■ YANG DIMINTA:
Tulis ulang daftar di antara baris yang memuat "In this picture, where can the yellow" dan baris yang memuat "point(650, 1061)", termasuk kedua baris itu, dengan mengganti "brown leather belt" menjadi "dark leather belt" tanpa mengubah bagian lain.

Catatan dari suatu koleksi

══════════

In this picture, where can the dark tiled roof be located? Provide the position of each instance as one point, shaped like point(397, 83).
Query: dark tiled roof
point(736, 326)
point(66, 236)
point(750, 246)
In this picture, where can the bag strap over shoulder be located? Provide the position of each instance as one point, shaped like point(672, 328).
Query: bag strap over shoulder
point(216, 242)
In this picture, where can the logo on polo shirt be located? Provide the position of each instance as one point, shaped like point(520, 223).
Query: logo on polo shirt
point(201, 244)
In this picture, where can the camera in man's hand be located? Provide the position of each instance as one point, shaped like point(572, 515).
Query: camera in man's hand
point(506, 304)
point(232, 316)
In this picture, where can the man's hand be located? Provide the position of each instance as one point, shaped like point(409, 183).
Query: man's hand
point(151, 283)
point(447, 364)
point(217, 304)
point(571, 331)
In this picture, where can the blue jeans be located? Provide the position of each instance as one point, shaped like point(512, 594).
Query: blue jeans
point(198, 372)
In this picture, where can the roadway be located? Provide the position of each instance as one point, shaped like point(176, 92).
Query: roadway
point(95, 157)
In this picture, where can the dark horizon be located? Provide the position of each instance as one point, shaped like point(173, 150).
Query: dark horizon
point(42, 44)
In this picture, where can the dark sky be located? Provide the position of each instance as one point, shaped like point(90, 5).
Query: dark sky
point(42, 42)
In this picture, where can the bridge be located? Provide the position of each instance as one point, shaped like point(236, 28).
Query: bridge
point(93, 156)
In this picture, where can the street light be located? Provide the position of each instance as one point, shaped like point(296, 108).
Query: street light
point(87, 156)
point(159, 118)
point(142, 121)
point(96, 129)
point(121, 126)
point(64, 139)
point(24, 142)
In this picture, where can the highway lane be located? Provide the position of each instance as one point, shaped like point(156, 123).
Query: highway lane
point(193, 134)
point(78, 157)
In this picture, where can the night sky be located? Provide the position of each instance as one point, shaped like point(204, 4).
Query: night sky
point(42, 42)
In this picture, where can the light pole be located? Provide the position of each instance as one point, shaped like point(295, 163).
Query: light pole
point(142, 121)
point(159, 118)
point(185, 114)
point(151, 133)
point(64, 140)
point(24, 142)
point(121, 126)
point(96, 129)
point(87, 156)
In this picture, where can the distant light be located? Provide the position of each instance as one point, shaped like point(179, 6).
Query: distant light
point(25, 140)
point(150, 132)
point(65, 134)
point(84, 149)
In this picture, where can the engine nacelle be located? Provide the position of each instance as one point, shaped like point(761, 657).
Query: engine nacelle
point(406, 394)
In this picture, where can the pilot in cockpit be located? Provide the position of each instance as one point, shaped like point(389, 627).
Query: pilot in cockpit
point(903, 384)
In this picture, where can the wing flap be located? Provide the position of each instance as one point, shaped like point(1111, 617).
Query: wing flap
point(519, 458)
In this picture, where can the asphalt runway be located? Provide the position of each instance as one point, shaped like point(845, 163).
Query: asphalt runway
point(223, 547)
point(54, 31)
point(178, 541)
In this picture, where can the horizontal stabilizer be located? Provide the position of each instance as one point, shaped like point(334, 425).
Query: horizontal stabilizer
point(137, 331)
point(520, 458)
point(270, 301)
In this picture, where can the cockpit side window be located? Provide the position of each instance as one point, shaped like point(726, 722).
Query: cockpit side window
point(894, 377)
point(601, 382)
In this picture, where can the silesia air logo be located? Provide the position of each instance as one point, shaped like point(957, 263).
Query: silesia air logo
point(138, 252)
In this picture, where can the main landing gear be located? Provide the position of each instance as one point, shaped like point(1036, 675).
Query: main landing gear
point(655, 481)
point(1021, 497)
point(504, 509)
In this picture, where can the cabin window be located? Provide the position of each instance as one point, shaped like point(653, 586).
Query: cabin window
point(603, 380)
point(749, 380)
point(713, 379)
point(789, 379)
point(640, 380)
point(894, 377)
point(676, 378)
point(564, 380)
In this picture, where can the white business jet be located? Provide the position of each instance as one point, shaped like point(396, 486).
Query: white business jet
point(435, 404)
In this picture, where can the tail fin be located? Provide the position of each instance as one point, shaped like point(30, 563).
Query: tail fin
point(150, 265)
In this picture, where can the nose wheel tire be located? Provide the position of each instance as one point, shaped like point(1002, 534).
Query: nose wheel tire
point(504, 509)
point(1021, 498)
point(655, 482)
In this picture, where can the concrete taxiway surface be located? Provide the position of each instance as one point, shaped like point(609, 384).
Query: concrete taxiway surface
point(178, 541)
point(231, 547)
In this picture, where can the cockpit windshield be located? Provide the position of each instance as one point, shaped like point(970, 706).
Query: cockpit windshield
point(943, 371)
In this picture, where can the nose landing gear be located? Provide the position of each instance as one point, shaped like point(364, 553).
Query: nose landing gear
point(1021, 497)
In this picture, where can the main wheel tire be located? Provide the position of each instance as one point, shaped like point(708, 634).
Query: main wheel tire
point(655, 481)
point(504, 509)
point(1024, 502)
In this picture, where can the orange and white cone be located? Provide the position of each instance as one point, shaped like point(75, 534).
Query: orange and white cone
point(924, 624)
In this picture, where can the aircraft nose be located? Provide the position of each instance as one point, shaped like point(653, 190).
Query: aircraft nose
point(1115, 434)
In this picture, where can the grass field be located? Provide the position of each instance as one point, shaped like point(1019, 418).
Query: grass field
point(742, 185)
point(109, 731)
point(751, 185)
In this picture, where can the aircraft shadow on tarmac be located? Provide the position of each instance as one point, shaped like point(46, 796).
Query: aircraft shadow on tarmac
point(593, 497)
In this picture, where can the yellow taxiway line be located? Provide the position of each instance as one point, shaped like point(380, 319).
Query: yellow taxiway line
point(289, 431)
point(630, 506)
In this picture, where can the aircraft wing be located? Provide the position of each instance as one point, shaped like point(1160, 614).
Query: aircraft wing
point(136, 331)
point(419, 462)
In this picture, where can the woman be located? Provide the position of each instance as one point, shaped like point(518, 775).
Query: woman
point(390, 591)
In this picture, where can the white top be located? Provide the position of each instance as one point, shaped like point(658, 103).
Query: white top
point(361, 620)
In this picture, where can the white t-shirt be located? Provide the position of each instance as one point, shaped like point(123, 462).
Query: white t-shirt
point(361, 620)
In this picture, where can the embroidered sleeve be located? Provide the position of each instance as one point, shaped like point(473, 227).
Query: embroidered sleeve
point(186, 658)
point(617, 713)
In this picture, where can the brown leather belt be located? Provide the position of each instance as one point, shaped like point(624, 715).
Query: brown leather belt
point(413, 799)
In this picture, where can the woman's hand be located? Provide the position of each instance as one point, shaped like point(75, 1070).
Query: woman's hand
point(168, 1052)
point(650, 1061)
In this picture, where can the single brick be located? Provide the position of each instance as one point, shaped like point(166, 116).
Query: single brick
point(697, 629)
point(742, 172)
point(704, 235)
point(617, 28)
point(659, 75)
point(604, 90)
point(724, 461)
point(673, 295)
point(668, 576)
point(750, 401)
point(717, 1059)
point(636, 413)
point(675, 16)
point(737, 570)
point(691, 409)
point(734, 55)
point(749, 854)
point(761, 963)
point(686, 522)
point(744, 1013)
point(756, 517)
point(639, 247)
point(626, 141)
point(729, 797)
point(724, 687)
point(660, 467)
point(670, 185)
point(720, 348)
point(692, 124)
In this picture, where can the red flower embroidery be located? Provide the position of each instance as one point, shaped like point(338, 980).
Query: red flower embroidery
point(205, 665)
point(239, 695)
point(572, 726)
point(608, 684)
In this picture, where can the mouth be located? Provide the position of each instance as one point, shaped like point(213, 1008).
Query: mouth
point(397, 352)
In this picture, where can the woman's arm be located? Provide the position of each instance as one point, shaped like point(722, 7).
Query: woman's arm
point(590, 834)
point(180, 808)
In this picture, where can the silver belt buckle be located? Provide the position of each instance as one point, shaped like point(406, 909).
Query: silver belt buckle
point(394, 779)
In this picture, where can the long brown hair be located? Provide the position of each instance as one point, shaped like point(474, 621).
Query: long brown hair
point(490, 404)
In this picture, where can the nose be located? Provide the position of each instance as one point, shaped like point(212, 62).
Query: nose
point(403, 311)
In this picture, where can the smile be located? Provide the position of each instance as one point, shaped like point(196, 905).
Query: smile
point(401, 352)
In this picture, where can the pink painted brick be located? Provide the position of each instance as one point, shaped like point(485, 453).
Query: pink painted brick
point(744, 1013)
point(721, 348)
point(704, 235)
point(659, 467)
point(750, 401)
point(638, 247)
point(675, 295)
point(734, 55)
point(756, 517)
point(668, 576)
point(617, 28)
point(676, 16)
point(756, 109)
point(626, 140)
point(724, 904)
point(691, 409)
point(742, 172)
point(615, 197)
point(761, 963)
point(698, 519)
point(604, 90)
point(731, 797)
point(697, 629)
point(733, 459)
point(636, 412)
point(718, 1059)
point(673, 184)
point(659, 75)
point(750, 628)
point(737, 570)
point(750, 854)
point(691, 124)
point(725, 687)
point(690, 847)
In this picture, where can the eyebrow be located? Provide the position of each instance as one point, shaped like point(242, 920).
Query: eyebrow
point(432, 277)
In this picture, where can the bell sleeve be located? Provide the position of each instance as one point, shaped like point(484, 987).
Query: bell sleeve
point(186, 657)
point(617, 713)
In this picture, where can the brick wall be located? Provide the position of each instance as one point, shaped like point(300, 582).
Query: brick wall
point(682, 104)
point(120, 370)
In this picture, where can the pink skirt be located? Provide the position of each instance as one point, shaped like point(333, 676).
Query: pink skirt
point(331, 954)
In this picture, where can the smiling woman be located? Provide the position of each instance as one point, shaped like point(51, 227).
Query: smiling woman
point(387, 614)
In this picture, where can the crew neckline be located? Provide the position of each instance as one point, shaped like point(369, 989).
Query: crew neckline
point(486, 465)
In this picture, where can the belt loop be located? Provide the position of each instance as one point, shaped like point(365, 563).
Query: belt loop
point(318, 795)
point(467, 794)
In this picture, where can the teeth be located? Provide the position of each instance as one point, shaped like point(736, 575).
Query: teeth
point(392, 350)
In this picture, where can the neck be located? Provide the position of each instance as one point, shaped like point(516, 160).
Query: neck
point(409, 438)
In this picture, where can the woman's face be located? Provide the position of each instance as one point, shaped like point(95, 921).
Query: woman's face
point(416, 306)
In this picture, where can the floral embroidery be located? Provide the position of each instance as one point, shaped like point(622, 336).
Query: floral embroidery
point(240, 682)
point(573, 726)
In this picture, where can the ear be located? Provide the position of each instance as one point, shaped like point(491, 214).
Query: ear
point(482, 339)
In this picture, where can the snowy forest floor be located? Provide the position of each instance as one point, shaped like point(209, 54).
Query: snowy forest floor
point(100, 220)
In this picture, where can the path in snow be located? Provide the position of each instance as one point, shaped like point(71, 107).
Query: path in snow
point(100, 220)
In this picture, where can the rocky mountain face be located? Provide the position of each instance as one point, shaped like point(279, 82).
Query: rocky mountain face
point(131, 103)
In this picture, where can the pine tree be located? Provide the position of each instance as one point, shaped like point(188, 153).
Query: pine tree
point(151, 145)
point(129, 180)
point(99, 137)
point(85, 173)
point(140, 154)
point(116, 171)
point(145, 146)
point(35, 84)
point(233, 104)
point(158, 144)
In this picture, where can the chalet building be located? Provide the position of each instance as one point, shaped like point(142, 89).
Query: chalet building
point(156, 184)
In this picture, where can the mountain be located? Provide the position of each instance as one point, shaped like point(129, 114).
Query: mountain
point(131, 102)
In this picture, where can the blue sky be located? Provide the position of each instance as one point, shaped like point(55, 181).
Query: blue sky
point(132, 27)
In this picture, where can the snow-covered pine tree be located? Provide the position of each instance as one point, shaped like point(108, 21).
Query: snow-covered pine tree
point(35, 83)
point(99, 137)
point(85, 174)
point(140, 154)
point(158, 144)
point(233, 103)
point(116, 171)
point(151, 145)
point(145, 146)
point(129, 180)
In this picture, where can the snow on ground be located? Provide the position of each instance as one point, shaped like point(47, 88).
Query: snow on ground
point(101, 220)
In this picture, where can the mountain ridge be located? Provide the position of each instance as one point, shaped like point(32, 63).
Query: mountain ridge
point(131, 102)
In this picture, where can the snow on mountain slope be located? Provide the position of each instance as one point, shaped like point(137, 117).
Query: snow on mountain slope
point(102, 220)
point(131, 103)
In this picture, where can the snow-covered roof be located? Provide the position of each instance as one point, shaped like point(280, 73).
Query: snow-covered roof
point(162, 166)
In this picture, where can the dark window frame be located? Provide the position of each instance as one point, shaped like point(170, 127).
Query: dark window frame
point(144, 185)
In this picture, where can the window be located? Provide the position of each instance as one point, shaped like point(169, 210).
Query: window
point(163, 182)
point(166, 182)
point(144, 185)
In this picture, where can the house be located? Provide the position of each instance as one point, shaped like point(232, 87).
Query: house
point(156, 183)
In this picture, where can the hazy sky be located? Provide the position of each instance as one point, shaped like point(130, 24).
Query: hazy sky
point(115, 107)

══════════

■ SEBAGAI TANGGAPAN:
In this picture, where can the yellow taxiway line be located? Provide the position of each instance as one point, shaped like point(380, 319).
Query: yellow taxiway line
point(289, 431)
point(630, 506)
In this picture, where can the aircraft wing be located? Provide the position of each instance as one point, shaped like point(1160, 614).
Query: aircraft wing
point(136, 331)
point(419, 462)
In this picture, where can the woman be located? Provide the position of each instance as one point, shaped like point(518, 775).
Query: woman
point(390, 591)
In this picture, where can the white top be located? Provide the position of each instance as one point, shaped like point(658, 103).
Query: white top
point(361, 620)
In this picture, where can the white t-shirt be located? Provide the position of each instance as one point, shaped like point(123, 462).
Query: white t-shirt
point(361, 620)
In this picture, where can the embroidered sleeve be located? Provide the position of each instance as one point, shaped like point(473, 227).
Query: embroidered sleeve
point(186, 658)
point(617, 713)
In this picture, where can the dark leather belt be located? Provide the position of each instance as one point, shaped like point(624, 715).
Query: dark leather belt
point(413, 799)
In this picture, where can the woman's hand be located? Provide the position of each instance as one point, shaped like point(75, 1070).
Query: woman's hand
point(168, 1052)
point(650, 1061)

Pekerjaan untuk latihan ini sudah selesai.